▶ _Location identification entries_
Start
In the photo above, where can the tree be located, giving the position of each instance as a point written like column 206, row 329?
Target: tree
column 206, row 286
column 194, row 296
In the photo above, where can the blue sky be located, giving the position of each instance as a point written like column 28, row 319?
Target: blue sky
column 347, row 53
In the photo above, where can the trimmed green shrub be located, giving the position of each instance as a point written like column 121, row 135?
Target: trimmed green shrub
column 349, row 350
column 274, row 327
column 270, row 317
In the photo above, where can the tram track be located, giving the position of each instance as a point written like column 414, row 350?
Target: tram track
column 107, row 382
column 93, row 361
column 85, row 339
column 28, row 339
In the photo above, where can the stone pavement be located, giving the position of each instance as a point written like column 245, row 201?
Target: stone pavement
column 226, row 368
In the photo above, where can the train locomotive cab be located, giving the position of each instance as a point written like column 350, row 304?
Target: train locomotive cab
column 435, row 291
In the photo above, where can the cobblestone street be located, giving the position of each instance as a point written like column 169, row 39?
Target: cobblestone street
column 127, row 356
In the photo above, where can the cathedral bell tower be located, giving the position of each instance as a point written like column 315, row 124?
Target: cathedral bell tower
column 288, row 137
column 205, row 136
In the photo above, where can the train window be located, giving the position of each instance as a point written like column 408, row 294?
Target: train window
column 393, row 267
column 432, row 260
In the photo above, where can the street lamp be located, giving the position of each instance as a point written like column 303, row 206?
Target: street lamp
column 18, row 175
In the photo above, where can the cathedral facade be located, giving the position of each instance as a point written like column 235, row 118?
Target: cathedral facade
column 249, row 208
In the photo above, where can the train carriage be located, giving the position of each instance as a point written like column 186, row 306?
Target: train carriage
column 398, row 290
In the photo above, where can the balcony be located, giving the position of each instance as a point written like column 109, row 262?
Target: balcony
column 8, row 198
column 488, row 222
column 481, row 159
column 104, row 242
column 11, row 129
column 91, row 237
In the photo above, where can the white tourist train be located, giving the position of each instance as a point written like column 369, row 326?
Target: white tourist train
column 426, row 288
End
▶ _EXERCISE DETAILS_
Lay out the material from the line containing "In the photo above, where can the cobblestone" through the line containing "column 18, row 175" as a numbered list, omitting any blank lines.

▶ _FINAL ANSWER_
1. In the photo above, where can the cobblestone street be located, giving the position of each instance as a point written like column 169, row 39?
2. Target: cobblestone street
3. column 127, row 356
4. In the photo above, where can the cathedral bell tower be located, giving the position of each instance as a point written like column 315, row 124?
5. Target: cathedral bell tower
6. column 288, row 137
7. column 205, row 136
8. In the photo above, where can the train window be located, giving the position of each instance as a point written like column 408, row 294?
9. Target: train window
10. column 393, row 267
11. column 432, row 260
12. In the photo above, where can the street lamp be located, giving the position of each instance as a point written like column 303, row 206?
13. Target: street lamp
14. column 18, row 175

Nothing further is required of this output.